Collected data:
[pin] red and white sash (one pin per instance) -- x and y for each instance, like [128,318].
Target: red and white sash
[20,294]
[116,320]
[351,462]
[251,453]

**Exercise:** Repeat all of the data above word for word, with no changes.

**Complete output:**
[pin] red and white sash (one pin per instance) -- x and y for each instance, like [128,318].
Target: red and white sash
[20,294]
[116,320]
[351,462]
[251,453]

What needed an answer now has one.